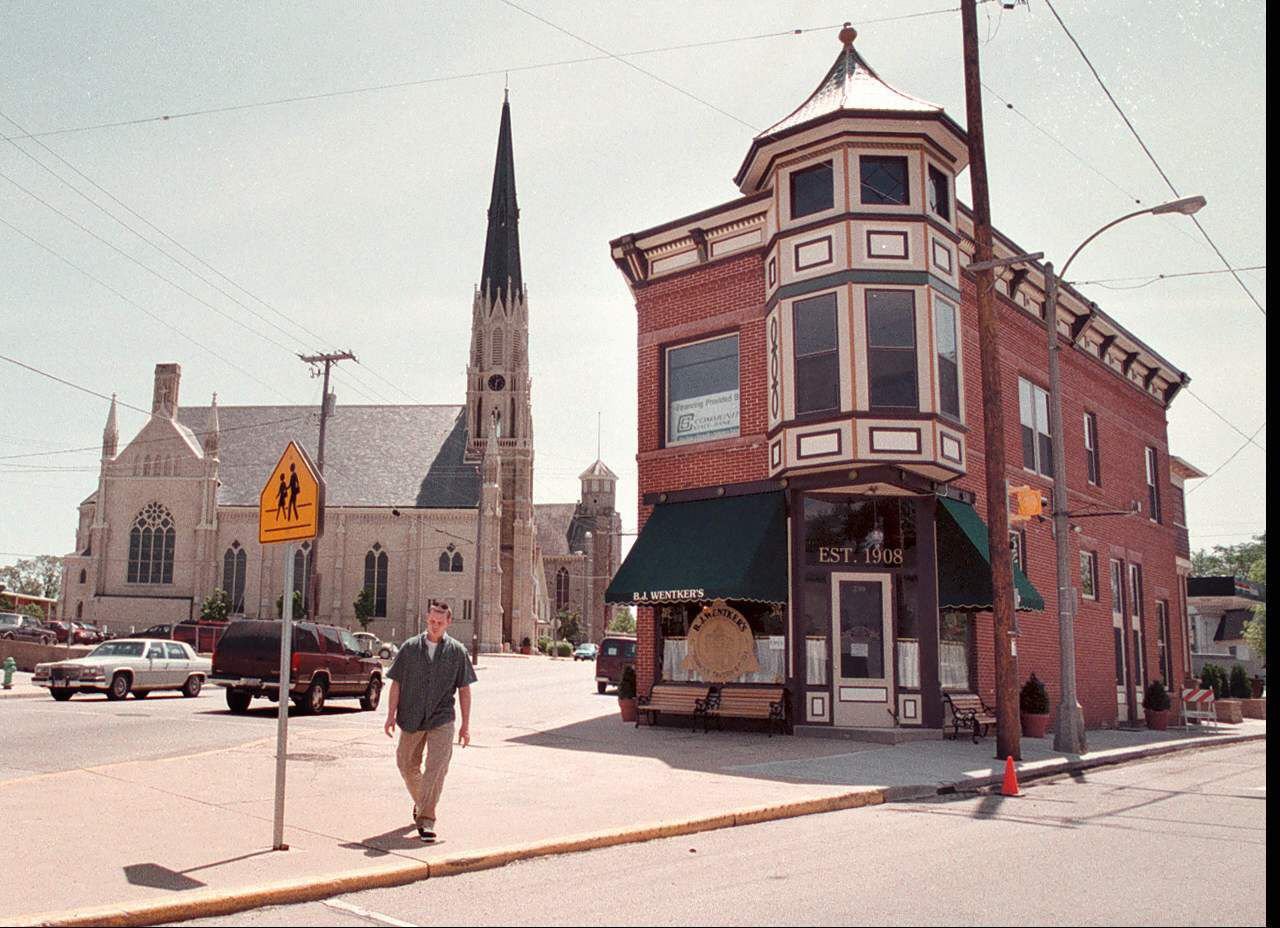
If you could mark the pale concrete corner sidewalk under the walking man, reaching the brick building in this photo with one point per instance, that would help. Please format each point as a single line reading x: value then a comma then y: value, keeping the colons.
x: 551, y: 769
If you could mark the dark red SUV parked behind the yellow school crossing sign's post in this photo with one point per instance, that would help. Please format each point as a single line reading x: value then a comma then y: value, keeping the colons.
x: 327, y: 662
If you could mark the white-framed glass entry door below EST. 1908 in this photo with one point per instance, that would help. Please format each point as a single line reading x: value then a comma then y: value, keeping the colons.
x: 863, y: 660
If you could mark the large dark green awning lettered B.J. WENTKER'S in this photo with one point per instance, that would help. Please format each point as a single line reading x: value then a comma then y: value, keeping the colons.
x: 724, y: 548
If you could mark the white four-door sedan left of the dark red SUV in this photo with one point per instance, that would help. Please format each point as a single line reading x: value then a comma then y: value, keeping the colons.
x: 138, y: 666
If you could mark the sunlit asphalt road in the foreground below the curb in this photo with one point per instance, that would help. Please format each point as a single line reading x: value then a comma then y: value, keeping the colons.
x: 1172, y: 842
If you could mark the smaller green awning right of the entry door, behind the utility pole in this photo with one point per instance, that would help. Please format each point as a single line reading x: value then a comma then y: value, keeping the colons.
x: 964, y: 565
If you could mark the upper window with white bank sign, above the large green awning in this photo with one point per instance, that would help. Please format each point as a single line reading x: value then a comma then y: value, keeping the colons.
x: 702, y: 391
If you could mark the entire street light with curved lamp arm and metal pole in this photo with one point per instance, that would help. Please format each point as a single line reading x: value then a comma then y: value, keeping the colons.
x: 1069, y: 733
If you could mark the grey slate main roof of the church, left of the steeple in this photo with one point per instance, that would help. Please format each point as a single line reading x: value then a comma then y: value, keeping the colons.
x: 380, y: 456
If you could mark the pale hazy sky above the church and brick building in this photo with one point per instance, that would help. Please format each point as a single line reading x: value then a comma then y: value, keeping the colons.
x: 355, y: 218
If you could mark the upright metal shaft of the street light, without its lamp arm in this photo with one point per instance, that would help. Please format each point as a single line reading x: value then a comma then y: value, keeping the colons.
x: 1069, y: 732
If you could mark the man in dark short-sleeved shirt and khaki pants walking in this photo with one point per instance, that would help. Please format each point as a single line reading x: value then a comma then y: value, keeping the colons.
x: 426, y: 675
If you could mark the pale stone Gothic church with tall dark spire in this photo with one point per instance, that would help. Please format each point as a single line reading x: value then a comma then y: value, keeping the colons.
x: 175, y: 515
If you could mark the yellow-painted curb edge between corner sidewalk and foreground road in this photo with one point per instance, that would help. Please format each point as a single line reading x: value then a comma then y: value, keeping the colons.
x: 216, y: 903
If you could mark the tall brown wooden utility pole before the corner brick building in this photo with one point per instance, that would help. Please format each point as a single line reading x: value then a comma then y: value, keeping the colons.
x: 1009, y: 728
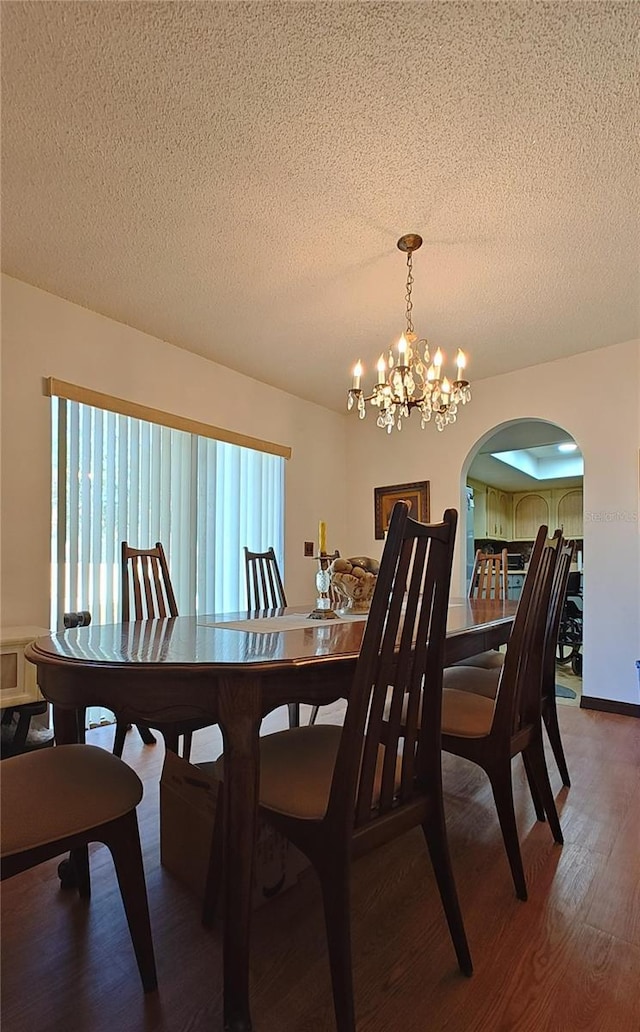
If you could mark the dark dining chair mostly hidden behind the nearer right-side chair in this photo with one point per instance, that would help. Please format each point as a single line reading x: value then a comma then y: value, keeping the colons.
x: 486, y: 682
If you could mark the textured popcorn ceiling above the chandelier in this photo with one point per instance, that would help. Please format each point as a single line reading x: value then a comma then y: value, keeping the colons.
x: 234, y: 178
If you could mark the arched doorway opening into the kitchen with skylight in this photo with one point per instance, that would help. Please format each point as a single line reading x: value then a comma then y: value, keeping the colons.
x: 519, y: 476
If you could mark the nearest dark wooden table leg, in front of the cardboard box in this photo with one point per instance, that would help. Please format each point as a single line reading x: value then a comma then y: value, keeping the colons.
x: 240, y: 722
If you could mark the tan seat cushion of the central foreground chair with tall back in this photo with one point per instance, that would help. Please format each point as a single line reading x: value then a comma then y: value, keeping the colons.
x: 297, y: 768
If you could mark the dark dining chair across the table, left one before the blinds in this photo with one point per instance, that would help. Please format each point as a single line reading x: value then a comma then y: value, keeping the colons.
x: 148, y: 594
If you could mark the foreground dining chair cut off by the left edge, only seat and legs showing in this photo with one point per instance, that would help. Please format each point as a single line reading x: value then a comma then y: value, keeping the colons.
x: 60, y: 799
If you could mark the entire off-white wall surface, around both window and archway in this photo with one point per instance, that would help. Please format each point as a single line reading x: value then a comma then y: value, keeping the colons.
x: 45, y: 336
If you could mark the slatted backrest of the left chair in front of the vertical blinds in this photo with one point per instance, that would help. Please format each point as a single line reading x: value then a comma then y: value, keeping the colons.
x: 147, y: 591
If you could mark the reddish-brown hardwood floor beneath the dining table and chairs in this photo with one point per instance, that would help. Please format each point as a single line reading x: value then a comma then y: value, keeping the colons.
x: 567, y: 960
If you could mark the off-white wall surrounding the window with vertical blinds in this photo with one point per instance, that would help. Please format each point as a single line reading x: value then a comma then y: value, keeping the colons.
x: 44, y: 336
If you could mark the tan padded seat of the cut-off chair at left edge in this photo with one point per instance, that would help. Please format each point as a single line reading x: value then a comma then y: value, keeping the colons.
x: 53, y: 794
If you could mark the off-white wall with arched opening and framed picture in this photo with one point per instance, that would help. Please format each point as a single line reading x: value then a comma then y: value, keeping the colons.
x: 577, y: 395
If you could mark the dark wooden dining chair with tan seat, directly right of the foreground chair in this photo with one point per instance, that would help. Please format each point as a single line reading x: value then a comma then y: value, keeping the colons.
x: 492, y: 731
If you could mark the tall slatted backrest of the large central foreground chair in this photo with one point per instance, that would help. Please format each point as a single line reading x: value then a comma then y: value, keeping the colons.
x: 402, y: 658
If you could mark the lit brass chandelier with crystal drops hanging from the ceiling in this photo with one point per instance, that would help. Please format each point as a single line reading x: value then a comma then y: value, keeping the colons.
x: 408, y: 378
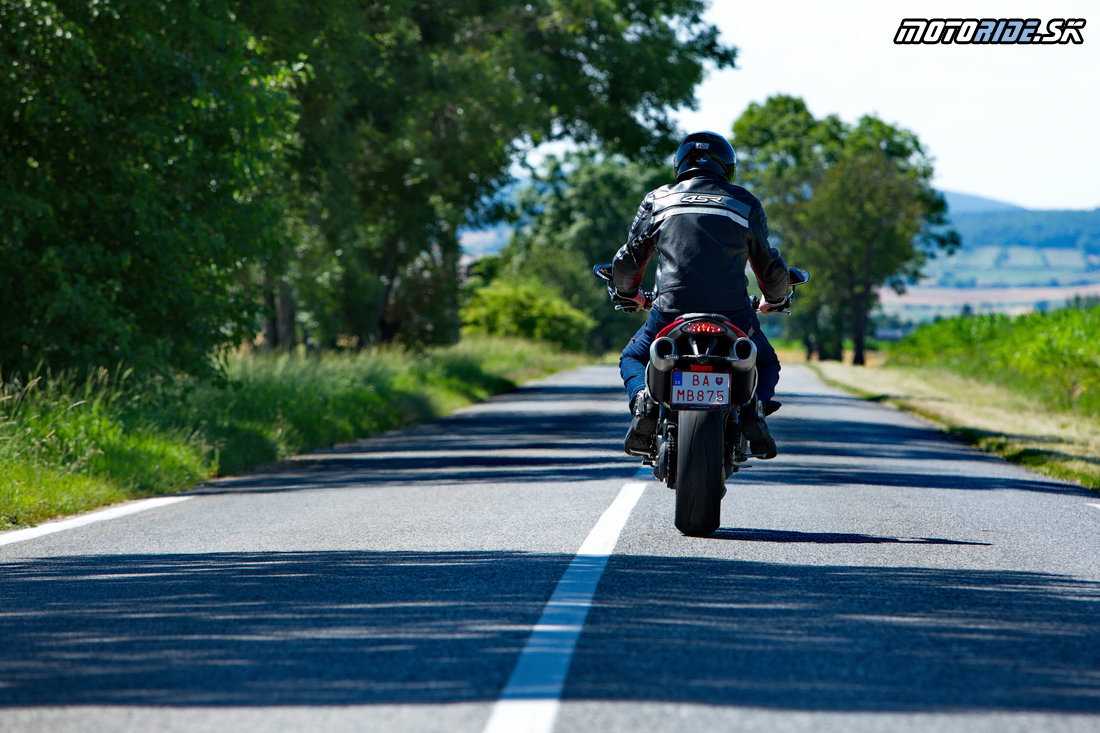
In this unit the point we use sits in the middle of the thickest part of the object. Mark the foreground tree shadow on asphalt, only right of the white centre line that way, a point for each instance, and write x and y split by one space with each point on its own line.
855 639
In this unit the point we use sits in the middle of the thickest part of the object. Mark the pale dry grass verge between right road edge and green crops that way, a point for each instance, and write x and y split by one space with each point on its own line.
1064 445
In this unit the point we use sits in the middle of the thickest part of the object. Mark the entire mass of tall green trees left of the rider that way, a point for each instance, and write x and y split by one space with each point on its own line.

◆ DIRECTIONS FOR THIS TASK ◆
Since pictures are not part of the copy, set down only the remaining data exactly.

◆ TASK SOLUTION ◆
If you could mark the pale concrete corner sidewalk under the walking man, reaching the brick building in this photo with one point per instance, that would help. Please format each point as a single line reading x: value then a comma then y: value, keeping the colons.
x: 551, y: 769
If you could mark the dark red SUV parked behind the yellow school crossing sign's post in this photo with one point per instance, that would help. Please format each point as a single line reading x: value then a comma then y: value, keeping the colons.
x: 327, y: 662
If you could mark the white-framed glass entry door below EST. 1908 in this photo with one point per instance, that would help. Please format each point as a single line reading x: value then a comma then y: value, keeping the colons.
x: 863, y: 660
If you could mark the large dark green awning lettered B.J. WENTKER'S in this photo with one point per instance, that would help. Please format each point as a single line reading x: value then a comma then y: value, keeping the colons.
x: 724, y: 548
If you could mark the white four-door sedan left of the dark red SUV in this photo with one point per instance, that would help. Please format each point as a single line reading x: value then a comma then y: value, keeping the colons.
x: 138, y: 666
If you could mark the sunlit asphalt road in the foreground below the curb in this photo with one point per instance, that would help. Please format each point as a single line reading x: value then a comma then y: value, keeping the colons.
x: 1172, y: 842
If you could mark the smaller green awning right of the entry door, behind the utility pole in this photo with one point per instance, that would help. Please format each point as a single line reading x: value then a comma then y: value, keeping the colons.
x: 964, y: 565
If you could mark the upper window with white bank sign, above the large green awning in this photo with one point per instance, that would help. Please format each point as a single line reading x: value then a comma then y: value, keeping the colons.
x: 702, y: 391
If you could mark the entire street light with curved lamp arm and metal pole in this photo with one point per instance, that would help. Please format each point as a single line reading x: value then a comma then y: value, keeping the colons.
x: 1069, y: 733
If you could mark the grey slate main roof of the church, left of the steeple in this photo with one point per instance, that would help. Please format each point as a single line reading x: value then a comma then y: value, keeping the colons.
x: 380, y: 456
If you could mark the pale hazy sky above the church and brick building in this photo with one point per instance, that would help. Please format each point as a single line reading x: value then a comma then y: value, keeping the colons.
x: 355, y: 218
If you could mark the upright metal shaft of the street light, without its lamp arm in this photo with one point per instance, that would help. Please format each point as a single line reading x: value then a comma then y: value, keeping the colons.
x: 1069, y: 732
If you could mark the man in dark short-sleeved shirt and khaki pants walking in this photo with one point per instance, that would help. Please format each point as a single line reading x: value then a comma then y: value, keeping the colons.
x: 426, y: 675
If you could mark the pale stone Gothic church with tall dark spire in this photo with one point per instance, that would help. Please format each point as a single line reading x: value then a comma then y: value, keeping the colons.
x: 175, y: 515
If you could mark the yellow-painted curb edge between corner sidewalk and foreground road in this photo with one point per instance, that would help. Please format each point as a single line reading x: value then a comma then y: value, keeping the colons.
x: 216, y: 903
If you could mark the tall brown wooden utility pole before the corner brick building in this photo with one point per instance, that would help. Please format each point as a single line reading x: value then a comma then y: value, keeping the colons.
x: 1009, y: 728
If you could mark the dark dining chair mostly hidden behind the nearer right-side chair in this photo with one point per instance, that would help. Please format each point as a single line reading x: value then a comma then y: value, keeping the colons.
x: 486, y: 682
If you could mark the textured popcorn ceiling above the chandelier in this photo with one point per instance, that would help. Please format each point as a single line reading x: value then a comma then y: value, keeping the colons.
x: 234, y: 178
If you could mark the arched doorway opening into the kitchen with skylight in this photo with one point per instance, that would help. Please format each point as a single line reading x: value then a comma then y: value, keeping the colons.
x: 519, y: 476
If you could mark the nearest dark wooden table leg, in front of the cardboard box in this photo with one point per instance, that would help. Please format each point as a single line reading x: value then a comma then y: value, keeping the colons.
x: 240, y: 722
If you could mark the tan seat cushion of the central foreground chair with tall back in this photo with one point per instance, that would help. Please format each point as a single line reading x: value then a comma then y: value, keeping the colons.
x: 297, y: 768
If you could mark the dark dining chair across the table, left one before the blinds in this photo with one point per instance, that would help. Please format each point as a single line reading x: value then a comma then y: value, keeping the colons.
x: 148, y: 594
If you could mark the foreground dining chair cut off by the left edge, only seat and legs showing in this photo with one point per instance, that would help. Please format each point as a single line reading x: value then a comma then y: value, keeping the colons.
x: 60, y: 799
If you could mark the entire off-white wall surface, around both window and archway in this photo with one point per instance, that would help. Please format each point as a single line reading x: value then a comma then y: value, keeping the colons.
x: 45, y: 336
If you could mark the slatted backrest of the left chair in front of the vertical blinds in this photo with one point per instance, that would help. Please format each point as a single line reading x: value then a comma then y: value, keeping the colons.
x: 147, y: 591
If you could mark the reddish-brown hardwood floor beneath the dining table and chairs in this photo with one point per instance, that would help. Please format each point as a single line reading x: value then a comma then y: value, keeping the colons.
x: 567, y: 960
If you could mark the off-white wall surrounding the window with vertical blinds in this photo with one point per instance, that would help. Please format each point as a single line reading x: value then a comma then y: value, keeping the colons.
x: 44, y: 336
If you could mark the tan padded seat of the cut-off chair at left edge in this photo with one point per instance, that would help. Please format each point as a single line reading x: value then a comma then y: value, keeping the colons.
x: 53, y: 794
If you could mark the off-white wall with arched opening and framed picture in this photo with one point per instance, that would help. Please format each point as a single line reading x: value then a comma then y: value, keeping the colons.
x: 577, y: 395
If you could mark the dark wooden dining chair with tan seat, directly right of the foreground chair in this photo with one point per instance, that would help. Please format each point as a single line reading x: value then a comma then y: value, keeping the colons.
x: 492, y: 731
If you could mark the tall slatted backrest of the large central foreground chair in this photo with one point per instance, that would help. Please format each point as a single line reading x: value then a comma then y: value, keeping the colons.
x: 402, y: 658
If you could mark the lit brass chandelier with crystal drops hanging from the ceiling in this photo with one point per instance, that would help. Please format each point as a single line reading x: value then a comma then y: value, keeping the colons.
x: 408, y: 378
In this unit the point we use sits in the middle of the thickest part of the object. Mark the foreground tree shadow on asphalt, only right of the white centre line that way, a point for each instance, and write x and y split by one space with each point on its own line.
855 639
In this unit the point we use sits in the middle of the thickest part of the object. Mark the pale dry grass verge between right road edge and green crops that way, a point for each instance, and write x and y split by one space with each point on its own line.
1064 445
In this unit the point we use sits in the middle of the thickest part of the object. Mark the entire mass of tall green trees left of the rider that way, a point for each instance, and write x and y split by one space with each point on its own line.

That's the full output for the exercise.